• What is expected:
In the Stryker stock review, condense the paragraph that begins "The short interest is 4.56 million shares" into a short bulleted list that keeps its main facts.

• Source text:
Finally, I like to return to the "Key Statistics" page from Yahoo to get a feeling for the amount of shares outstanding and the short interest. From this, I can see that there are 405.84 million shares outstanding but only 212.46 million of them "float" or are traded freely. Many shares must be tightly held and not available for trading.
The short interest is 4.56 million shares out short as of 2/10/06, representing 1.20% of the float or 2.3 trading days of volume. Generally, I have been using 3 days as my cut-off of significance. More than three days, imho, means that there are a lot of shares that have been sold short, and this might have a bullish effect on the stock if those short-sellers panic and start buying shares to cover their shorts. This is what we call a "short squeeze."
This page also shows that the company pays a small dividend of $.11/share yielding 0.20%. The last stock split was a 2:1 split May 17, 2004.
Finally, I take a look at a chart. I have grown comfortable with "point & figure" charts, although you may not be familiar with them. These give me a feeling for the buying and selling pressure with the columns of x's representing the stock climbing in price and the o's are price drops. Generally, I do not get much into technical analysis as I am not very sophisticated in that department. I simply want to see that the stock is generally climbing higher in price and not collapsing.
This is the
"Point & Figure" chart on Stryker from Stockcharts.com:
As I mentioned earlier, the stock price is unchanged from my pick over a year ago. We can see that the stock which climbed strongly between 2001 and 2004, has been 'consolidating' between the $44 and the $57 range the past 2 years or so. The stock is not moving higher, and not moving lower, and does not show as much price momentum currently as many of the other stocks discussed on this website. With the great results reported in the latest quarter, I wouldn't be surprised to see the stock break through resistance and move higher from the current level. But that is just my guess :).
So what do I think? Well in summary, the earnings were solid, the Morningstar.com report was beautiful, the PEG is under 1.5 and the Price/Sales is moderately priced as well. The chart is at best neutral.

• Stored items from a collection:
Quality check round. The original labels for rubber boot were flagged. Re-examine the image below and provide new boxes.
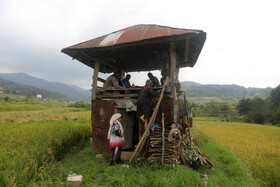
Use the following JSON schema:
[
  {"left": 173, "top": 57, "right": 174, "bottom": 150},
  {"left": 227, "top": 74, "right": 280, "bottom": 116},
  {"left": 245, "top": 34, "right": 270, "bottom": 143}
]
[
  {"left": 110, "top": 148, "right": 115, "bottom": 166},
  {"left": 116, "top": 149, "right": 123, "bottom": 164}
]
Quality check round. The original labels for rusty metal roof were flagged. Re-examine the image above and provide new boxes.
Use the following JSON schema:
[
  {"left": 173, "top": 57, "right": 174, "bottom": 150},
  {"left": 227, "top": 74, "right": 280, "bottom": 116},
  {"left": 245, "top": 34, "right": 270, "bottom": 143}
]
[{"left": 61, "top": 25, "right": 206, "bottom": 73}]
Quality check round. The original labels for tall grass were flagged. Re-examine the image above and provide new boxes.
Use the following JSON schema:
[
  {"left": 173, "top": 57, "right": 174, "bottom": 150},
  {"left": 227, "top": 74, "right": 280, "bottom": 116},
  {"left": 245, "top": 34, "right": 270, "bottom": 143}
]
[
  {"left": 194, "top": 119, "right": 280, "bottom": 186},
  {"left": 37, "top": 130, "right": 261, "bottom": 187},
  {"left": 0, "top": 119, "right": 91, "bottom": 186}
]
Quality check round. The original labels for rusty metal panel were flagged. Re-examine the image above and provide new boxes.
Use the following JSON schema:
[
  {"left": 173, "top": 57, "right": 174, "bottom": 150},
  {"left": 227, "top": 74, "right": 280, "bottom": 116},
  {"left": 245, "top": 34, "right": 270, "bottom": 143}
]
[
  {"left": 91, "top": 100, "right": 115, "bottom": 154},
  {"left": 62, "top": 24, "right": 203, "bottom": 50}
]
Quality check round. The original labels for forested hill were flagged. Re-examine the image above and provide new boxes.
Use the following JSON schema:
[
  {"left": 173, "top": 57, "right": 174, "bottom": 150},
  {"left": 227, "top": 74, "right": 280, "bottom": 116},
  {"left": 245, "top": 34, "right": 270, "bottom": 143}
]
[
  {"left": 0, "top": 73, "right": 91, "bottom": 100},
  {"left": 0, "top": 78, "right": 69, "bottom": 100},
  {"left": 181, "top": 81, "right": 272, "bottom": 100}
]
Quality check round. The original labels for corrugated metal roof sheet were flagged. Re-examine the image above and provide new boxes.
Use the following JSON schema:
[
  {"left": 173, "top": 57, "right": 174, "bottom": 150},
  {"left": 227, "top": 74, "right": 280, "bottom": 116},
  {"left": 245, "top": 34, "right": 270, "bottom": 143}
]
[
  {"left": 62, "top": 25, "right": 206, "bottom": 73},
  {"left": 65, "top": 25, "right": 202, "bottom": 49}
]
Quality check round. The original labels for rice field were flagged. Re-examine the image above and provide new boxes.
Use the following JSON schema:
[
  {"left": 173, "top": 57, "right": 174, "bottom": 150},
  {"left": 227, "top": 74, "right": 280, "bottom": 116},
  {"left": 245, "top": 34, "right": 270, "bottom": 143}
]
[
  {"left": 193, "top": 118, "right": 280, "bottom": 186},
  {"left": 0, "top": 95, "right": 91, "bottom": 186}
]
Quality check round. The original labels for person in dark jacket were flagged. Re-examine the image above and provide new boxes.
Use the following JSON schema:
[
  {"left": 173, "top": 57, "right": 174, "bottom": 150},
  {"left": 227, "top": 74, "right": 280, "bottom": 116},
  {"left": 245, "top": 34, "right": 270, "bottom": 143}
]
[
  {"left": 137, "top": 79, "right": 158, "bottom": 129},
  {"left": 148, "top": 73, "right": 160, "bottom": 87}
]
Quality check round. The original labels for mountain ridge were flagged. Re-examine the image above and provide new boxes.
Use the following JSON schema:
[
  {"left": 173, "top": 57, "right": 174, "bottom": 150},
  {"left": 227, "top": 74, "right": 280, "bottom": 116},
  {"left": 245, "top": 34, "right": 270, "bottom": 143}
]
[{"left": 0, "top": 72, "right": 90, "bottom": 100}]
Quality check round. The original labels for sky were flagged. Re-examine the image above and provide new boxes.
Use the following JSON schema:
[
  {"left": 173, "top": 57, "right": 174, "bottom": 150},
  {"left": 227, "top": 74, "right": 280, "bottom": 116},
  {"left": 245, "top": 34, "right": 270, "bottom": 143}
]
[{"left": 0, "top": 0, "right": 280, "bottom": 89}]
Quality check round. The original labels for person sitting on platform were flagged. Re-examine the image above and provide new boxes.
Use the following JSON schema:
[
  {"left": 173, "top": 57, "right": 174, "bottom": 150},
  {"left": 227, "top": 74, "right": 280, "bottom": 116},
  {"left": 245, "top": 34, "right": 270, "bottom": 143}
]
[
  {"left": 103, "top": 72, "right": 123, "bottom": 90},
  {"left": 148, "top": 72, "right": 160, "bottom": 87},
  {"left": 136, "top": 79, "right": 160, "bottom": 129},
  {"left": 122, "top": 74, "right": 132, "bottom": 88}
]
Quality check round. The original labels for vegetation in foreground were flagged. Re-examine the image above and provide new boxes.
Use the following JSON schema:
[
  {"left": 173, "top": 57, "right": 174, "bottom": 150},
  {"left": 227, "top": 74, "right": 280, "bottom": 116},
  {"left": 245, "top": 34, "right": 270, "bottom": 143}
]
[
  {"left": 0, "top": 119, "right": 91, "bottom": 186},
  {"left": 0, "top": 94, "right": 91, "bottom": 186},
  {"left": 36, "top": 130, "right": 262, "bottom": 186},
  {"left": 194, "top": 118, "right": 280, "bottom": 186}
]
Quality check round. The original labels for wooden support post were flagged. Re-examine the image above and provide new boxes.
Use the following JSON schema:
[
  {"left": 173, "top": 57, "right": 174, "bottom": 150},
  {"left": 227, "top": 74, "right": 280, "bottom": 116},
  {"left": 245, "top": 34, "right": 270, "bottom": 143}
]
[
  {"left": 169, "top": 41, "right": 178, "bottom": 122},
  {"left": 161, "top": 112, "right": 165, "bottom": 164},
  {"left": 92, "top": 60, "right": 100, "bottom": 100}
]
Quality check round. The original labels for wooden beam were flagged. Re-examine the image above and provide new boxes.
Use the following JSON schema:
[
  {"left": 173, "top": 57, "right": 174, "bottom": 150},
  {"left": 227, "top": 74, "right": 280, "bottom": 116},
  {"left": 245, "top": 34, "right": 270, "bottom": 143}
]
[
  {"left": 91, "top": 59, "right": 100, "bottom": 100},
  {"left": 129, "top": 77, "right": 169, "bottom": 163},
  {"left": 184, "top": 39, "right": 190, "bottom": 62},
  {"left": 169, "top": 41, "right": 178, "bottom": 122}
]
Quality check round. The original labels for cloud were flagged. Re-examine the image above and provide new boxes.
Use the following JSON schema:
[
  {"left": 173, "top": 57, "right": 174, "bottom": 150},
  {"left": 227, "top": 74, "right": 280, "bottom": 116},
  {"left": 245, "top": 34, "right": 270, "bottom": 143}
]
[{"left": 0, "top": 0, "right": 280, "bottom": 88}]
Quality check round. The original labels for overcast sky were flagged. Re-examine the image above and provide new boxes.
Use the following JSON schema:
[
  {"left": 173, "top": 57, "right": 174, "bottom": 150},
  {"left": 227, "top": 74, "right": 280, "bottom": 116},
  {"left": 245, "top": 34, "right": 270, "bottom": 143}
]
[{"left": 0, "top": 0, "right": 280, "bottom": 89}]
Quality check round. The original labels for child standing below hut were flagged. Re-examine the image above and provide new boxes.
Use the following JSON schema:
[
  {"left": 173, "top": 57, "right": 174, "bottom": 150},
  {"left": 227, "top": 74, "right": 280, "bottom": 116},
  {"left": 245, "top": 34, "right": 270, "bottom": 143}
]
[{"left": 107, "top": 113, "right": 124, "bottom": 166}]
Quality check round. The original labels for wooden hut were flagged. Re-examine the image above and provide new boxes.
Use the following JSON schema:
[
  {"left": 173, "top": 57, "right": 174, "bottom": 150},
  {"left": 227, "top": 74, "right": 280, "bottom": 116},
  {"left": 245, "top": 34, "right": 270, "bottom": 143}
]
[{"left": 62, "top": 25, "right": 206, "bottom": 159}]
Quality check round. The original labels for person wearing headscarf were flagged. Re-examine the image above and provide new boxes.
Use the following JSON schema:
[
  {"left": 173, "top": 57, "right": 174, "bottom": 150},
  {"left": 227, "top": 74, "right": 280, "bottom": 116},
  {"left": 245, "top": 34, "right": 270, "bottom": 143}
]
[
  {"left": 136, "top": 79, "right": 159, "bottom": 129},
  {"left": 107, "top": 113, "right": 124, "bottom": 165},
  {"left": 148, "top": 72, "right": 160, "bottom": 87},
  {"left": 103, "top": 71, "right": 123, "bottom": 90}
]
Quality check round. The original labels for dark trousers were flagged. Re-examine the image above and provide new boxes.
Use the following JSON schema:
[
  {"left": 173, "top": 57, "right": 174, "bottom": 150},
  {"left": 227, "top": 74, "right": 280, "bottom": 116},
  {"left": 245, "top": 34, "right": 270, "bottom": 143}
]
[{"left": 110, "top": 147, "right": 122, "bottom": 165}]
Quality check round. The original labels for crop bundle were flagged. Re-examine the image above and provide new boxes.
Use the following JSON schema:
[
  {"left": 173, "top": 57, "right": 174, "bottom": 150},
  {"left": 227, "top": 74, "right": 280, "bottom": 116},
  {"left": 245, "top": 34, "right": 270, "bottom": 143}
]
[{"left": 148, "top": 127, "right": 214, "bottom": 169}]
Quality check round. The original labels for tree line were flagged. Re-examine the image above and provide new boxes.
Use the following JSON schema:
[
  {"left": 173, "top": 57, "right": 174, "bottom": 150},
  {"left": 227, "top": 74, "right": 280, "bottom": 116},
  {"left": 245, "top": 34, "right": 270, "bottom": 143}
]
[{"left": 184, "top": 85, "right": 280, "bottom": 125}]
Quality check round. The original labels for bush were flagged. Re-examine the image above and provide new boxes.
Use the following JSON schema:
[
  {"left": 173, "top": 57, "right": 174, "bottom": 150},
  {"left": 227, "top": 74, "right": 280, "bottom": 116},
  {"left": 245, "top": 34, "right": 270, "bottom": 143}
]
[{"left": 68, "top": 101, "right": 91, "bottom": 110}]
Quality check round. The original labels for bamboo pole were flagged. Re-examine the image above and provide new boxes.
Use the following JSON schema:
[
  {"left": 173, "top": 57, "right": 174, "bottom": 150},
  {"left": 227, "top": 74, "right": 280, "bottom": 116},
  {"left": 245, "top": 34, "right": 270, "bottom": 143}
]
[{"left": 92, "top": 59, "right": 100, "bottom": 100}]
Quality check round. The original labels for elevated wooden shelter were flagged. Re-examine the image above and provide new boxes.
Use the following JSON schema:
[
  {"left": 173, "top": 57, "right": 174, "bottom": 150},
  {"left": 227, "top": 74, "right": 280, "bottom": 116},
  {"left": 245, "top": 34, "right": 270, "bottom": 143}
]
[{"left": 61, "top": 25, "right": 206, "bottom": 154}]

• Result of this task:
- Short interest stood at 4.56 million shares as of 2/10/06.
- That is 1.20% of the float, or 2.3 trading days of volume.
- The writer uses 3 days as the cut-off for significance.
- More than three days means many shares have been sold short. That could push the stock up if short-sellers panic and buy shares to cover, which is called a "short squeeze."